[Data entries]
....
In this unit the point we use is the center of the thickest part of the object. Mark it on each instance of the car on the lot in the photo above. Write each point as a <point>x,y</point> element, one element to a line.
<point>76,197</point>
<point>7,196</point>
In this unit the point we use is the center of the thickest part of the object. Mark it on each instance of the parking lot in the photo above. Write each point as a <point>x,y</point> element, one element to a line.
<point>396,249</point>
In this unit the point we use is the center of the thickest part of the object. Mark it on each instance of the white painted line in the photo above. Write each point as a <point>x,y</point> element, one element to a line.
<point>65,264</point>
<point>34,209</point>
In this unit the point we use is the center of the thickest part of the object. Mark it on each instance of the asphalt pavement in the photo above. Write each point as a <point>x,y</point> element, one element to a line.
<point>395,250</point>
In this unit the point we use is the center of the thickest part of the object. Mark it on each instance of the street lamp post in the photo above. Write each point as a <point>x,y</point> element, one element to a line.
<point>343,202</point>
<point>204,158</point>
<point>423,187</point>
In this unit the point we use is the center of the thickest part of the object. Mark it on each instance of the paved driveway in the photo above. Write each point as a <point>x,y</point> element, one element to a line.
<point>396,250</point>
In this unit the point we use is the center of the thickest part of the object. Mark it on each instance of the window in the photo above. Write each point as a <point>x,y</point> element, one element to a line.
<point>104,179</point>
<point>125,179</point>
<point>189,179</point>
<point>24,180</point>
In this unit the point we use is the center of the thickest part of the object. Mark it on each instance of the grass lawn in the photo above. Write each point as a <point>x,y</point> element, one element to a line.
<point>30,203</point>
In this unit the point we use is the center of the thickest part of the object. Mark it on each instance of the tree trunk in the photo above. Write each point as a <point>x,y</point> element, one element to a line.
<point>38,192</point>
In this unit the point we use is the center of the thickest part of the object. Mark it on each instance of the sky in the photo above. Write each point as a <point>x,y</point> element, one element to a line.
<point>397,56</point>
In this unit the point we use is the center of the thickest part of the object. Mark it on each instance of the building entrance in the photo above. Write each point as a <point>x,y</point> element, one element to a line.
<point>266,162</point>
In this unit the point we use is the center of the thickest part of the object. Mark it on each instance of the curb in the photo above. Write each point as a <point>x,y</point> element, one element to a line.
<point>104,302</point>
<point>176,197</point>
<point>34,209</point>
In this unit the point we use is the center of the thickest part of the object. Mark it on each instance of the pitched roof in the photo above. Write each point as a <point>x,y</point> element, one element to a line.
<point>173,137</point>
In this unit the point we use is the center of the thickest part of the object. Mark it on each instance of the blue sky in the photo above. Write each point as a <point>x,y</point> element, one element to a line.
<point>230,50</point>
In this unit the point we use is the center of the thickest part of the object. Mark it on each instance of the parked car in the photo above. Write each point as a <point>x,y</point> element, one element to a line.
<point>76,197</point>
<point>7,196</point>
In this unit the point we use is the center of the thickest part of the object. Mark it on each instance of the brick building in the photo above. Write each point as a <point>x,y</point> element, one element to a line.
....
### Directions for this task
Change "thickest part" to "widest part" in the data above, starting at the first line and ending at the line containing "<point>396,249</point>". Rewrite those lines with every other part left unchanged.

### Written answer
In this unit the point we use is the center of the widest part of the object. Mark it on each instance of the car on the lot in the photo above. Write each point as a <point>x,y</point> element, one element to a line.
<point>76,197</point>
<point>7,196</point>
In this unit the point we use is the center of the widest part of the object. Mark it on each instance of the parking lot in the photo above. Write each point as a <point>x,y</point> element, one element to a line.
<point>396,249</point>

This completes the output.